Un día en uno de los campos que amontona a los afganos que huyen de la guerra
Por Walter Goobar, enviado especial a Pakistán
Vagaba por el polvoriento campo de refugiados con la mirada perdida. Sobre la cabeza llevaba los harapos de una bolsa de arpillera que la protegían del sol abrasador. En un primer momento pensé que la chica era autista pero cuando tironeó de mi chaleco y me miró fijamente me di cuenta que sólo tenía hambre: “Mi mamá está muerta”, me dijo. “Mi papá se fue hace dos años a buscar trabajo y comida pero nunca volvió. No tengo qué comer.” Aunque sus vecinos aseguran que Mabibi tiene 12 años, ella ni siquiera está segura sobre su propia edad. Lo que más le preocupa es que tiene que oficiar de madre para sus dos hermanos de 7 y 10 años. De noche, los tres chicos se acurrucan en el piso de una carpa improvisada con bolsas de arpillera, pedazos de alfombra y mantas. Mabibi y sus hermanos matan el hambre robándoles comida a las ratas: con sus manos escarban la tierra para robar los granos que los roedores han almacenado en sus madrigueras.
Los campos de refugiados afganos son una representación del Infierno sobre la Tierra. La falta de agua potable, los días de calor abrasador y las gélidas noches han disparado las tasas de mortalidad infantil. Las condiciones sanitarias y alimentarias son tan malas que las autoridades paquistaníes han prohibido el ingreso de periodistas a los campos. Con todo, impresiona la sobriedad y la entereza con que los refugiados hablan sobre las condiciones infrahumanas en las que sobrevivieron a la brutal represión de los talibanes antes, y a los campos de refugiados paquistaníes ahora.
Hace tres días que Hamid y su familia escaparon de Kabul y atravesaron la frontera con Pakistán. Desde entonces sólo ha comido una vez. Hamid tiene 19 años, pero ha sido el jefe de la familia desde que su padre murió hace cinco años. “Lo mató una bala de mortero que cayó en el mercado donde trabajaba. Puse su cuerpo en un carrito y lo llevé a casa. Fue poco antes de que los talibanes ocuparan Kabul”, rememora. Al igual que muchos otros afganos, en un primer momento Hamid creyó que con el nuevo régimen llegaría la paz, pero trajeron la paz talibán, la paz del terror.
|---|
# Lista de tareas
1. Según el reportaje sobre los refugiados afganos, ¿qué edad tiene Hamid?
2. Extrae del reportaje sobre los refugiados afganos el fragmento que empieza en "Los campos de refugiados afganos" y termina en "refugiados paquistaníes ahora.".

(Elementos de un conjunto de datos)
|---|
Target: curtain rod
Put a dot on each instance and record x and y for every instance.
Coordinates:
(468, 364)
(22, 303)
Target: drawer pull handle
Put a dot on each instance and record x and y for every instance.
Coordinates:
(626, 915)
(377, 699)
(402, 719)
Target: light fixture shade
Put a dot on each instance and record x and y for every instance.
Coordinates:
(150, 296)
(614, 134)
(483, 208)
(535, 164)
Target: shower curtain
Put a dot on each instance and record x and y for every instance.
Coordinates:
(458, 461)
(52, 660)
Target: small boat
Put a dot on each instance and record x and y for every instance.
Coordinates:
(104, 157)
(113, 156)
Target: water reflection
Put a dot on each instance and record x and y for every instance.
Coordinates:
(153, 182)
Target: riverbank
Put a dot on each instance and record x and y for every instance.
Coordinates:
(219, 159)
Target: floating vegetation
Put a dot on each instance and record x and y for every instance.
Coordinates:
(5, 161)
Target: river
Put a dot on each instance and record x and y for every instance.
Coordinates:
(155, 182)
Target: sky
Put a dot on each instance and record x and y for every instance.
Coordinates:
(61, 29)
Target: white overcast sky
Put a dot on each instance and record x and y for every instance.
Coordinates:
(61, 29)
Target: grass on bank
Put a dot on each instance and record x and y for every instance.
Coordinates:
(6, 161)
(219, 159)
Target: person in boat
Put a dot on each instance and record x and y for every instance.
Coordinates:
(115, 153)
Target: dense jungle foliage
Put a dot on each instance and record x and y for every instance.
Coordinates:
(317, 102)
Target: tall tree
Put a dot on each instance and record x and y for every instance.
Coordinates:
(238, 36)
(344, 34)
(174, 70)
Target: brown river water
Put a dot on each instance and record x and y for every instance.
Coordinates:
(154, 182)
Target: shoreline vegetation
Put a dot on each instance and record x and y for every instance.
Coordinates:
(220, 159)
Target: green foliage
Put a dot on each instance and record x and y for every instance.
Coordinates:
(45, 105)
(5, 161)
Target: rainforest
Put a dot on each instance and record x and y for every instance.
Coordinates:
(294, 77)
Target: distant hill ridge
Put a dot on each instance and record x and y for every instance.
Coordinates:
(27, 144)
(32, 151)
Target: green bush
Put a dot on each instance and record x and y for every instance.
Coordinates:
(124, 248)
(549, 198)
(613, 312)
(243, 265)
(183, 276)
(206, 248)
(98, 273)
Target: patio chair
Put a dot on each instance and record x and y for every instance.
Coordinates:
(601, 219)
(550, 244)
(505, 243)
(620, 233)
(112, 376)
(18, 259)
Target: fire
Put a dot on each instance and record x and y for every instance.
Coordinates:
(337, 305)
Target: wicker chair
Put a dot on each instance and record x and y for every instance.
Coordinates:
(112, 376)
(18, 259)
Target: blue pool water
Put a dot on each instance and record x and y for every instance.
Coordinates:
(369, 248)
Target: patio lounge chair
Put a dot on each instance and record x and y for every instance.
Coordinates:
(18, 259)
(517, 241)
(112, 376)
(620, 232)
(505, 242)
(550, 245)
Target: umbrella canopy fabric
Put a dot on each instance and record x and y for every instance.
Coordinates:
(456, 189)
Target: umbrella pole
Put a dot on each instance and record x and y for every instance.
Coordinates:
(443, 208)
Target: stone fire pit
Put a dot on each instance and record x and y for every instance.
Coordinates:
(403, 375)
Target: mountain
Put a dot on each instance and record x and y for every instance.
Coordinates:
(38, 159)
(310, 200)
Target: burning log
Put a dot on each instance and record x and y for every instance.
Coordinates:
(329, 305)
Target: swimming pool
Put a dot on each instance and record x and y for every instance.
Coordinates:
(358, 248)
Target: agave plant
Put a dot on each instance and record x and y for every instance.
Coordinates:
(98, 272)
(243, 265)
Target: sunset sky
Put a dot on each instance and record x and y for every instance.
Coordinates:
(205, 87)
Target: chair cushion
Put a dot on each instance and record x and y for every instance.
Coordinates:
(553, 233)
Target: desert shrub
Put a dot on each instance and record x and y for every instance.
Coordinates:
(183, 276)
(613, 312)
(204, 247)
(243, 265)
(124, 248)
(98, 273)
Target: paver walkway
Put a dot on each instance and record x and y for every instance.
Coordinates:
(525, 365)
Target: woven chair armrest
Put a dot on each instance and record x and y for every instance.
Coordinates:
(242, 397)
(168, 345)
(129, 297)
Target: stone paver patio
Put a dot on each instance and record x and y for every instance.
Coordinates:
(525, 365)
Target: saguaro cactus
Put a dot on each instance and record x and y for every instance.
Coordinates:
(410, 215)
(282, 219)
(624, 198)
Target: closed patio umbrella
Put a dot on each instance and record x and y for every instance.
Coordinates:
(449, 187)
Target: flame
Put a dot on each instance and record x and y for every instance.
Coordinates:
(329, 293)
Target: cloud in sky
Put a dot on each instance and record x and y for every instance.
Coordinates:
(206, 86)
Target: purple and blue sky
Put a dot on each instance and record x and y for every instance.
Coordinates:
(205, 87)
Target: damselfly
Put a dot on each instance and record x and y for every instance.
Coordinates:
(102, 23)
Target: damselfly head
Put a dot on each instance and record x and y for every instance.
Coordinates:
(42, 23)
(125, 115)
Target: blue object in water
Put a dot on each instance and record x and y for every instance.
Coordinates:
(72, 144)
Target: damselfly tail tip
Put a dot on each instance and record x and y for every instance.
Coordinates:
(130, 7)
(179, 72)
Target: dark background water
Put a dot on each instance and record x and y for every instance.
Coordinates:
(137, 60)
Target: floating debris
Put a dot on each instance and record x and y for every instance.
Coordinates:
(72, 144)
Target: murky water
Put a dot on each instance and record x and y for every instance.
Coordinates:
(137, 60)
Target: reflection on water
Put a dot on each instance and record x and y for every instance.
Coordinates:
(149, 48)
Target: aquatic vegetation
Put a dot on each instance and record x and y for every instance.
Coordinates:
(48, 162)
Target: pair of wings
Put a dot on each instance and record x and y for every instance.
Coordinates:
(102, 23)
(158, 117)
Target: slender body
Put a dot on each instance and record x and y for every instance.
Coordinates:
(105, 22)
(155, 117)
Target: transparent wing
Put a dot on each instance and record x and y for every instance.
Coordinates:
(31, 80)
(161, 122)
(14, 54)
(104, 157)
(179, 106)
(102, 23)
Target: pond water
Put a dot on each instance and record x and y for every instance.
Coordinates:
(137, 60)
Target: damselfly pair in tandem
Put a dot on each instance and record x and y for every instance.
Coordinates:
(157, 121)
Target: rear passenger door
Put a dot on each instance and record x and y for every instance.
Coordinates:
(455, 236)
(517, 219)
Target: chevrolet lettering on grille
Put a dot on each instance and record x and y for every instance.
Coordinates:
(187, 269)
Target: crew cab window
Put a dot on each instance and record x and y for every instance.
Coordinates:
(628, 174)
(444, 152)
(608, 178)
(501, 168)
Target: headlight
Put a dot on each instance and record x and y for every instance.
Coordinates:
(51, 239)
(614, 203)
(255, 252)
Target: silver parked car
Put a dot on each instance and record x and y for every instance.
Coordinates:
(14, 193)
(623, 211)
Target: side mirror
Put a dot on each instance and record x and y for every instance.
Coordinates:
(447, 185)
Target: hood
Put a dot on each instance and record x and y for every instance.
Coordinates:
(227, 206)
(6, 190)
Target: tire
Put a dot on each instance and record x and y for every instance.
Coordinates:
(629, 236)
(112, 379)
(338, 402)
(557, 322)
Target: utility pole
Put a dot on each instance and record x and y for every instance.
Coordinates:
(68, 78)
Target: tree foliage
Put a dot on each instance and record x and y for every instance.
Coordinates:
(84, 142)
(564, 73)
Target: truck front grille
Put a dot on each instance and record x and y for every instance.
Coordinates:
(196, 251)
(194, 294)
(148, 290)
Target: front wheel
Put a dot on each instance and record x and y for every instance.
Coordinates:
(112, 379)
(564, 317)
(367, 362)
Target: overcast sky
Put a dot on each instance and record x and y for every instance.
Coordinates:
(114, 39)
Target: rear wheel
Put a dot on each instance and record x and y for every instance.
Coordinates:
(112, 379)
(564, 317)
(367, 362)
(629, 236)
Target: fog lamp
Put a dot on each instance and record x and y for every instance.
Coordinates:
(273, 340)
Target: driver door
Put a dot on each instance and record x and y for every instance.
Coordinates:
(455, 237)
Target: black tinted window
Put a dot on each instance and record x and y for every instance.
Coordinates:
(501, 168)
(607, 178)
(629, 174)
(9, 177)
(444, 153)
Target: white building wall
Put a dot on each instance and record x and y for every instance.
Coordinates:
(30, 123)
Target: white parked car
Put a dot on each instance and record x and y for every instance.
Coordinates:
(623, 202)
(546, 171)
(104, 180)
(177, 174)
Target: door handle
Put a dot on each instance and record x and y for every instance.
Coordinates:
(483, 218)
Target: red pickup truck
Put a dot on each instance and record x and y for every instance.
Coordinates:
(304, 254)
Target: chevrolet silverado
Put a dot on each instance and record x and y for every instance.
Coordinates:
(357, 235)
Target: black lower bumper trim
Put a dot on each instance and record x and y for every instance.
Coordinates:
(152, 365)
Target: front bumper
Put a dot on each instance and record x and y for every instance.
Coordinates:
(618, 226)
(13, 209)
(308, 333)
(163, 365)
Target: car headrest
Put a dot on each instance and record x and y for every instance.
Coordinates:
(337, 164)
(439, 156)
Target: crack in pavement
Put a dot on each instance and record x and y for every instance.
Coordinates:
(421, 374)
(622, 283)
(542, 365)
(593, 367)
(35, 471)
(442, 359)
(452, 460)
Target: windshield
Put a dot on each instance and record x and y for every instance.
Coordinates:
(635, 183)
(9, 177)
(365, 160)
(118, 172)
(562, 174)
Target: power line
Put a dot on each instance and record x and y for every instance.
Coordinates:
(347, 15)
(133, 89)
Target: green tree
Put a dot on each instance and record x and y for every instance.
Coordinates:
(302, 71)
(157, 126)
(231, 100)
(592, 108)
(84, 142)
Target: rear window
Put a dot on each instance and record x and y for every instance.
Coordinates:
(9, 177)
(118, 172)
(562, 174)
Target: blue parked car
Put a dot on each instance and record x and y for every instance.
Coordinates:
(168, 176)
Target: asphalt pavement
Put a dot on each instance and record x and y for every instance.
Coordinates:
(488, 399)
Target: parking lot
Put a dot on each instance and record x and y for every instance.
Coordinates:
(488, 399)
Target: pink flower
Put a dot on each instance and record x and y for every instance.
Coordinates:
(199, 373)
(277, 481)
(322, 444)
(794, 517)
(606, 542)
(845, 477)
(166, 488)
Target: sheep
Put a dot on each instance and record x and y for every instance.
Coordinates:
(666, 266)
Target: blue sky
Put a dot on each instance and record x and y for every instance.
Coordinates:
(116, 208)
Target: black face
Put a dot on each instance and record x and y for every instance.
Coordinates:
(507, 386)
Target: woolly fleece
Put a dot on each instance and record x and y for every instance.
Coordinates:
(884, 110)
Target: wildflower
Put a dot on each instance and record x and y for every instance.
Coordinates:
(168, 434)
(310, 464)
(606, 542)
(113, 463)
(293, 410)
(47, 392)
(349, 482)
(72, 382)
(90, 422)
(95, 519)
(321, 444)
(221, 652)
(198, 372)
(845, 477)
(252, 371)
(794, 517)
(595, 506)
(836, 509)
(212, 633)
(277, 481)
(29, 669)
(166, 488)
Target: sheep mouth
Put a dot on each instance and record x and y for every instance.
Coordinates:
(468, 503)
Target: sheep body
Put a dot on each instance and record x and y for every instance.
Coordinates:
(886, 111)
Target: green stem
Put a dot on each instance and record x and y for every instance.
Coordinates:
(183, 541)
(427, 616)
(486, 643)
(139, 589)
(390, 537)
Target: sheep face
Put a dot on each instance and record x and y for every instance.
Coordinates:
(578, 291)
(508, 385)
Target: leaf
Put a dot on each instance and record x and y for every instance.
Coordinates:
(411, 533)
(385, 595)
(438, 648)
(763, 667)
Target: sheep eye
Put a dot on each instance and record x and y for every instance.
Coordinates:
|---|
# Soluciones
1. Hamid tiene 19 años.

2.
Los campos de refugiados afganos son una representación del Infierno sobre la Tierra. La falta de agua potable, los días de calor abrasador y las gélidas noches han disparado las tasas de mortalidad infantil. Las condiciones sanitarias y alimentarias son tan malas que las autoridades paquistaníes han prohibido el ingreso de periodistas a los campos. Con todo, impresiona la sobriedad y la entereza con que los refugiados hablan sobre las condiciones infrahumanas en las que sobrevivieron a la brutal represión de los talibanes antes, y a los campos de refugiados paquistaníes ahora.